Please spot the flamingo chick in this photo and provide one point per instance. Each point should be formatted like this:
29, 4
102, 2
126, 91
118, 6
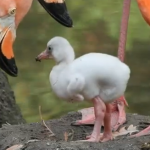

☆ ☆ ☆ ☆ ☆ ☆ ☆

Schreib alle Datensätze oben Zeile für Zeile unverändert ab. Die Bilder lässt du dabei weg.

- **Ergebnis**
Please spot the flamingo chick in this photo and provide one point per instance. Each point should be formatted like this:
29, 4
102, 2
126, 91
118, 6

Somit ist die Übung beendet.